* [Questions]
**A.** In the article on the Scott County Jail, in what year was the building last used as a jail?
**B.** List the restoration work that the article on the Scott County Jail says was done with Huntsville's 2017 historical-facilities grant.
**C.** Carry on the article on the Scott County Jail from its final sentence.

* [Page text]
A haunting experience: Ghosthunters reopen Scott jail as museum

  • The historic Scott County Jail in Huntsville, built in 1904, was reopened Saturday, Oct. 4, as a tourist attraction. - G. Chambers Williams III

  • Paranormal investigators Kristy Sumner, left, and Miranda Young are the co-operators of the museum on the site of the historic Scott County Jail in Huntsville, which opened to visitors on Saturday. - G. Chambers Williams III

There’s a somewhat spooky new tourist attraction open in nearby Huntsville.

Two professional paranormal investigators have leased the historic Scott County Jail from the city of Huntsville, and have turned it into a museum and a venue for tourists and ghosthunters.

Built in 1904, the three-story stone building on Court Street was last used as a jail in 2008, and had been closed to everyone since then.

But in 2017, Huntsville got an historical-facilities grant to do some restoration work on the building, using it to paint the interior, update the windows, and fix the air-conditioning/heating system, said Miranda Young, a Scott County native who joined with fellow paranormal investigator Kristy Sumner to open the facility to visitors.

“We’re all about history,” Young said on Saturday (Sept. 4), the opening day for the tourist attraction. “I approached the mayor and aldermen about the jail, and wanted to make it accessible to the community as a museum and for community events.

“I reached out to Kristy, and we decided to do this together.”

Sumner, who lives in Ocala, Fla., said she will be moving to Huntsville to be a partner in the venture.

* [Information shown]
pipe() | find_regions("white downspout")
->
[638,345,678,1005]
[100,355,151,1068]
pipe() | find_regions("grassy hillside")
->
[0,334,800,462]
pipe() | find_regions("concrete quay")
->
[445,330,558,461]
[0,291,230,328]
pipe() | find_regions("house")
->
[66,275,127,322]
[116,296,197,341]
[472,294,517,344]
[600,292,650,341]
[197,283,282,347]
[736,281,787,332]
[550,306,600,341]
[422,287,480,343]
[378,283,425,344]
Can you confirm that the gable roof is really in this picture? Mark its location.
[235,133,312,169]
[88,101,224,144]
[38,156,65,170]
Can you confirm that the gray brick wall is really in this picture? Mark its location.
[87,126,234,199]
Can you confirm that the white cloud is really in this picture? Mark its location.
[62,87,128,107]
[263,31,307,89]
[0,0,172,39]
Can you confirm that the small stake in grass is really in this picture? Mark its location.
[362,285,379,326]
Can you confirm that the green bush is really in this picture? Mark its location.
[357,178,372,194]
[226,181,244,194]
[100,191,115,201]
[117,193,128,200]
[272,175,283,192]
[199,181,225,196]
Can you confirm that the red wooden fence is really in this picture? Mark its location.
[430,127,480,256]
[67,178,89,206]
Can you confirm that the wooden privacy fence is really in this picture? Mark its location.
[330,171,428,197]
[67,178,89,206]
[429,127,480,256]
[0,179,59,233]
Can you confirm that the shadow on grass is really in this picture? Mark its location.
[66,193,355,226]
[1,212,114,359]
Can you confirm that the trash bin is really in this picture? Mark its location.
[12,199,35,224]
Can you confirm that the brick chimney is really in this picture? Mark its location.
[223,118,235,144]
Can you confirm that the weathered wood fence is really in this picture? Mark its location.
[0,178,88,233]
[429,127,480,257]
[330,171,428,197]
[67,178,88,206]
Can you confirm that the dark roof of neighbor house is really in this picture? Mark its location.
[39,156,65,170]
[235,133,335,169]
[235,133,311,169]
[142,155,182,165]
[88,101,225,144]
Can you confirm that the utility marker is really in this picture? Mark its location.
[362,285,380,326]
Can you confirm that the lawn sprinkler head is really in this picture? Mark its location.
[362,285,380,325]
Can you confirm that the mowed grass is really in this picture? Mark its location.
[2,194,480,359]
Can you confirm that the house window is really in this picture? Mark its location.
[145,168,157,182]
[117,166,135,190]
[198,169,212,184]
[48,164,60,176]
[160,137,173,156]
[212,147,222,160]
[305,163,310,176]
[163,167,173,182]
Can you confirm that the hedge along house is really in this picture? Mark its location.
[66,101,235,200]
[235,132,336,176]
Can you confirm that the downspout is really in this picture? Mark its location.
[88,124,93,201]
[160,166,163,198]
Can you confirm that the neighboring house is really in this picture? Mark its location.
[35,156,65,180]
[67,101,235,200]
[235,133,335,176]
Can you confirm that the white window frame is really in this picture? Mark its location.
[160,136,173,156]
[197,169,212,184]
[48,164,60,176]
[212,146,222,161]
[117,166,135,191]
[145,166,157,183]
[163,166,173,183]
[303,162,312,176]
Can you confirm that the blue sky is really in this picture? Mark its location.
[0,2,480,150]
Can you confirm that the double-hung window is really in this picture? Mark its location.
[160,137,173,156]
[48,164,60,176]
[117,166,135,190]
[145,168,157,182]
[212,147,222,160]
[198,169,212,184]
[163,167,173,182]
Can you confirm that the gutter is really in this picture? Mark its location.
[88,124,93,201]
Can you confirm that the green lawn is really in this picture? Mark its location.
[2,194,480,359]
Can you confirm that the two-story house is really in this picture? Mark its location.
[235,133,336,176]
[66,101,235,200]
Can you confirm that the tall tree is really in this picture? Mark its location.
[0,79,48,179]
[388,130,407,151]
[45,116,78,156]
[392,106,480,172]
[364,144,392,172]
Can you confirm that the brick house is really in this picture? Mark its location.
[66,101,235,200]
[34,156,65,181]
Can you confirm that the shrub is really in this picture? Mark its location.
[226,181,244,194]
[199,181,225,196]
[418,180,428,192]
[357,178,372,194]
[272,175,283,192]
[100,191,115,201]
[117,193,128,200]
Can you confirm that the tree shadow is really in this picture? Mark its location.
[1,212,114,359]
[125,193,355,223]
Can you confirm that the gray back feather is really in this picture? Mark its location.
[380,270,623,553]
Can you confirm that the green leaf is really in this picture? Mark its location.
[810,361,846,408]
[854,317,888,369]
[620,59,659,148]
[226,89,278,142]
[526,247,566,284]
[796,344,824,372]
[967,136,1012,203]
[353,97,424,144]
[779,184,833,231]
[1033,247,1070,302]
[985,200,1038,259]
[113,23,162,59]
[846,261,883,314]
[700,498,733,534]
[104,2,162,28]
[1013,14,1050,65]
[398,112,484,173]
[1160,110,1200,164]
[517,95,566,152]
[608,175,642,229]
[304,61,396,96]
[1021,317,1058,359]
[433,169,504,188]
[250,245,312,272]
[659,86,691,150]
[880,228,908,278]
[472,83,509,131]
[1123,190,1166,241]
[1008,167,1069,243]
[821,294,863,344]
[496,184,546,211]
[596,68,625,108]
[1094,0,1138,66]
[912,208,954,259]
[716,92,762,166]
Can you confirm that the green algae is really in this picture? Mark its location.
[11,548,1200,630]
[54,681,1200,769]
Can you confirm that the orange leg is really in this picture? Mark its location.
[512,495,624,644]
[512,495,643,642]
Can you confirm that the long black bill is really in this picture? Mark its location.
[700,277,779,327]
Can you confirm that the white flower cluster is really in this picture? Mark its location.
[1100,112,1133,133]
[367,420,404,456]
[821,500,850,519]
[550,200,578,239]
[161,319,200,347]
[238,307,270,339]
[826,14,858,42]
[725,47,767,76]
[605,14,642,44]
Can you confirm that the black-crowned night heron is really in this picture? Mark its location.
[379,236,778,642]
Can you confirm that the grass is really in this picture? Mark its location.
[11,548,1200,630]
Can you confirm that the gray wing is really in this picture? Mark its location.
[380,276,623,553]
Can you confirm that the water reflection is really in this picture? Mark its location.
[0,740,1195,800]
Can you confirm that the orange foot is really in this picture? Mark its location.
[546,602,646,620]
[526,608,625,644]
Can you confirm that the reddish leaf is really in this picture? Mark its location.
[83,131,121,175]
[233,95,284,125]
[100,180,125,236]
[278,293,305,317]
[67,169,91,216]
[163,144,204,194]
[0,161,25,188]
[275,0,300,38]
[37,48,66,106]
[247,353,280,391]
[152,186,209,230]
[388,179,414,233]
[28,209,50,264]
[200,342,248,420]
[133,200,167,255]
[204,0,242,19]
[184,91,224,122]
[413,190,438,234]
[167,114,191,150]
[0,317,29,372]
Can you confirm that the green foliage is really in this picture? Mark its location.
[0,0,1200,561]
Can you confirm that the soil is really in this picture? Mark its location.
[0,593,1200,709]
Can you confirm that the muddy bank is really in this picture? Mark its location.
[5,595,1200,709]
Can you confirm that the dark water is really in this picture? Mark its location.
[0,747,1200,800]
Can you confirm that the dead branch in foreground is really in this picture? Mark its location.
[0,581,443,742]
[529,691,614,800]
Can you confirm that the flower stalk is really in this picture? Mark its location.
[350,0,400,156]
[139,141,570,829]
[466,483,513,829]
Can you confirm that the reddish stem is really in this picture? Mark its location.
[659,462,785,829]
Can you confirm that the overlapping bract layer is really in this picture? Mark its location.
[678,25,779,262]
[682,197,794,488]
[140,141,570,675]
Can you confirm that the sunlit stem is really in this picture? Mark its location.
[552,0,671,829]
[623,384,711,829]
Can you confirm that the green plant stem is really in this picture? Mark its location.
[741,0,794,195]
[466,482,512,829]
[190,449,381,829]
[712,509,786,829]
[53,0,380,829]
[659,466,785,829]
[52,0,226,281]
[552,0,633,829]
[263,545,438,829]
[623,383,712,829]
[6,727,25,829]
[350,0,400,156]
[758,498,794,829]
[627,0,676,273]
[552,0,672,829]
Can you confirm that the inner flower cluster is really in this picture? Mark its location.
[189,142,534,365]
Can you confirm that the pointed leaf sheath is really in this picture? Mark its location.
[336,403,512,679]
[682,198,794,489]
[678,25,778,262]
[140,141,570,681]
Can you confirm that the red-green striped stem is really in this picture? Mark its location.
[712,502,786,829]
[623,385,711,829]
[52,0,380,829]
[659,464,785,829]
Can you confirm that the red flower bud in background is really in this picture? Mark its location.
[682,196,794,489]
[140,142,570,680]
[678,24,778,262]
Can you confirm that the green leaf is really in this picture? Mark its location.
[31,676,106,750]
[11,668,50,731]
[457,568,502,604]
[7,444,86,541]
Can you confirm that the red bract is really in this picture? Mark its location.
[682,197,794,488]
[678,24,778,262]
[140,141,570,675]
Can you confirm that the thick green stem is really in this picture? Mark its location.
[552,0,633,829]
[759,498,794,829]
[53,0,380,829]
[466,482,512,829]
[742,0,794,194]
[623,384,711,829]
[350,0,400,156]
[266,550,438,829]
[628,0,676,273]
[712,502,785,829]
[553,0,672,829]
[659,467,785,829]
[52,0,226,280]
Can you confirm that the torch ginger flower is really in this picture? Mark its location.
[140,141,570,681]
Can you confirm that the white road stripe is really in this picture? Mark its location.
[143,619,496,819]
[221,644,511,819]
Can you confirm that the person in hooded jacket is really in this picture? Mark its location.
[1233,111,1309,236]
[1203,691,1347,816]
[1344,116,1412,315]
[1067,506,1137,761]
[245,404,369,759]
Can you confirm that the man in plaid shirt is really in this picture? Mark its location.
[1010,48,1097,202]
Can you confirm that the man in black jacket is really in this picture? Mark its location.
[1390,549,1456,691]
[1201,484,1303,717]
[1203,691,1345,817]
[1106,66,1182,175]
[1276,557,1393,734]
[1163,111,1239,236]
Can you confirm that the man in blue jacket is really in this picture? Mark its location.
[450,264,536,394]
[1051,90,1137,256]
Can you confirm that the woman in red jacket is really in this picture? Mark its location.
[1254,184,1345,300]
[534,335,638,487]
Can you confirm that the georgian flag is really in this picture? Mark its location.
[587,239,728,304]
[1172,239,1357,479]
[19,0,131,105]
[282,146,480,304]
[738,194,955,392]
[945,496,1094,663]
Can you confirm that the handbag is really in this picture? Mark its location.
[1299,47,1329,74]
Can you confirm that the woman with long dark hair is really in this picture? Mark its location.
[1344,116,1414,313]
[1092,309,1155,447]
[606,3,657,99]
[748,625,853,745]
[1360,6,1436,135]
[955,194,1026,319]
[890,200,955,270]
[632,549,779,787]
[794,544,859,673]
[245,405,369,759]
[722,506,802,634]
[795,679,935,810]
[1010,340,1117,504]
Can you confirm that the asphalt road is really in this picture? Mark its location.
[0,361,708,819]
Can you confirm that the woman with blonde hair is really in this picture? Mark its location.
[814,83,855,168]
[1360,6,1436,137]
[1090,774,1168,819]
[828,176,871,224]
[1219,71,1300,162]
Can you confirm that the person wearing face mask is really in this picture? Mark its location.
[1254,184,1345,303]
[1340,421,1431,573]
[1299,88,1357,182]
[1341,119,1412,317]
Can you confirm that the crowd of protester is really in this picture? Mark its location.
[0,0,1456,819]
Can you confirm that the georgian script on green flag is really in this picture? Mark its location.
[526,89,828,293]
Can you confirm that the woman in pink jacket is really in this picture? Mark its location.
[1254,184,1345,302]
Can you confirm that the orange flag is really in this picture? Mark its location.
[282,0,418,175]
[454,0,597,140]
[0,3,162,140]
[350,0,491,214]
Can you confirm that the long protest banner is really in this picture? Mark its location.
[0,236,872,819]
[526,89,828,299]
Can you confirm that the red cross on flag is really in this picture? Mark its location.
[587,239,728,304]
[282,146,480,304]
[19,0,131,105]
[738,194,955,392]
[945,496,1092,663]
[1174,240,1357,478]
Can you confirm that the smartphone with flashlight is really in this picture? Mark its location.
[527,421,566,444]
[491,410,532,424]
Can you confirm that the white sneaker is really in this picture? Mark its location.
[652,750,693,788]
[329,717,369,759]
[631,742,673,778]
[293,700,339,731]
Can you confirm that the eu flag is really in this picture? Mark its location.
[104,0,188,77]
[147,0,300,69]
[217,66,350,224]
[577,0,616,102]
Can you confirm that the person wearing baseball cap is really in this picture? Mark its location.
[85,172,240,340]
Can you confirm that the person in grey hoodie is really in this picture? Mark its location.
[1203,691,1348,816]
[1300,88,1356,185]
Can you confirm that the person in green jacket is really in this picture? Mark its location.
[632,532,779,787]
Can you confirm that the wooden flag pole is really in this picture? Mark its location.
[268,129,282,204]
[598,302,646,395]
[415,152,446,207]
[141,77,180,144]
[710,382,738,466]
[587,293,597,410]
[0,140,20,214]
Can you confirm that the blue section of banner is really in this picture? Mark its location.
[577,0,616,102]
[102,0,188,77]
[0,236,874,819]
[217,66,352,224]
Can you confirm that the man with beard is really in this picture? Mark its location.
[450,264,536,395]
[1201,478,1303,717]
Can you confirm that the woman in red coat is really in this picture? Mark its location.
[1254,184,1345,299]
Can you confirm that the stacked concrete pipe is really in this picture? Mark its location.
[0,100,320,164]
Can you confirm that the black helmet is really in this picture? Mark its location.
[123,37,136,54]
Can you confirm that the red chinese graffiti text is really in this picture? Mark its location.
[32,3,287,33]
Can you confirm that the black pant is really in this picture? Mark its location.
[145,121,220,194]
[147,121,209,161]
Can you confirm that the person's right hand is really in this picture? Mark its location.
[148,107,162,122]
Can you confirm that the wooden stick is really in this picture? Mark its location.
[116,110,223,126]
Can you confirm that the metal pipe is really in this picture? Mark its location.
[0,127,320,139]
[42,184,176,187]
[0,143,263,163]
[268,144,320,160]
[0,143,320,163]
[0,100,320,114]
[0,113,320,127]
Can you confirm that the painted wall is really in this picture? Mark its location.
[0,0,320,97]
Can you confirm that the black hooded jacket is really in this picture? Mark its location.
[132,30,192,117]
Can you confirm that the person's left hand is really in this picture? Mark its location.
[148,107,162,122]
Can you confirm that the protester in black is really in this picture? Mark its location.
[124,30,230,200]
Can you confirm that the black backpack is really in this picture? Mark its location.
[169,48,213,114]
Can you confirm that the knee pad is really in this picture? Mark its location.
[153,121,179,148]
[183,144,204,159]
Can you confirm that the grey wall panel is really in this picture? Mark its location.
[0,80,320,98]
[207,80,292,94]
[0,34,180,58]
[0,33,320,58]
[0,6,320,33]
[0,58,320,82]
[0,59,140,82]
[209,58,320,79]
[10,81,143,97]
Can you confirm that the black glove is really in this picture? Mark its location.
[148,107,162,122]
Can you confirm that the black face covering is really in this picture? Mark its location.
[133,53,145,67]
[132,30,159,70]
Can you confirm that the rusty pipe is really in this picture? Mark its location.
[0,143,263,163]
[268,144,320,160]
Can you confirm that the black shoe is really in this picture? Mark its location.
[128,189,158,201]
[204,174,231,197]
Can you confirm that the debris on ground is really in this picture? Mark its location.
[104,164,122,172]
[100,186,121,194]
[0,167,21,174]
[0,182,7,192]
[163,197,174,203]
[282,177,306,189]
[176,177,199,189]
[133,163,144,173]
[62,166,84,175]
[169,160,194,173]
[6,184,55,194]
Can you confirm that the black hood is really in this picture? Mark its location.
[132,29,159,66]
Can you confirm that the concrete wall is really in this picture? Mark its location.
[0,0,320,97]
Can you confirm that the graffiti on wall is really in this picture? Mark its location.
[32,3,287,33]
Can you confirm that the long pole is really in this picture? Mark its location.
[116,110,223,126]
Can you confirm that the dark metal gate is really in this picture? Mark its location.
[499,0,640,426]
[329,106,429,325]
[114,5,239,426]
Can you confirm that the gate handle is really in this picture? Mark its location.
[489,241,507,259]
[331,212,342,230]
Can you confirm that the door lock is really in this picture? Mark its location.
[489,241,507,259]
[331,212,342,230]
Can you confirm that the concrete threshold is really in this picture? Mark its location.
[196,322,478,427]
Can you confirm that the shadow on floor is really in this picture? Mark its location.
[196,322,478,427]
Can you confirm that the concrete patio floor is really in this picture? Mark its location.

* [Written answers]
**A.** 2008

**B.**
- Painting the interior
- Updating the windows
- Fixing the air-conditioning/heating system

**C.**
“The jail was built in 1904, and the third floor was added in 1922,” Sumner said. “There are lots of stories associated with the jail, and there is even a woman in the community who was born there. She was the daughter of one of the jailers, and was born in the jailers’ living quarters on the first floor.”

The building had been vacant since the renovation, and “people had been asking on Facebook if they could go inside,” Young said. “That’s one reason we’re doing this – to give the community access to the building.”

The exterior walls are made of 5-by-4-by-3-foot blocks of local sandstone.

After Scott County closed the jail, the city got it from the county so it could be preserved, Young said.

Young and Sumner have created a self-guided audio tour for visitors, and have set up a gift shop in the former jailers’ quarters. There is also a booking room on the ground floor, which is now the museum’s office. That area also served as the sheriff’s office for many years.

The second floor includes the trusties’ quarters and the jail’s kitchen. On the third floor are nine cells – eight for men and one for women. Besides interior stairs, there is a small elevator to reach the higher floors.

Young said the jail will sponsor public “ghost hunts,” and will be made available for community events and private paranormal investigations, as there are supposed to be ghosts of past residents haunting the premises.

The staff will also conduct history and ghost walks in the downtown area, ending at the jail, during October, Young said.

The museum will be open for visitors Thursdays through Mondays, but will be closed on Tuesdays and Wednesdays. Tentative hours are 10 a.m. to 5 p.m.

Admission prices are $10 for adults, $5 for children 5-12, and $7 for senior citizens and members of the military, Young said.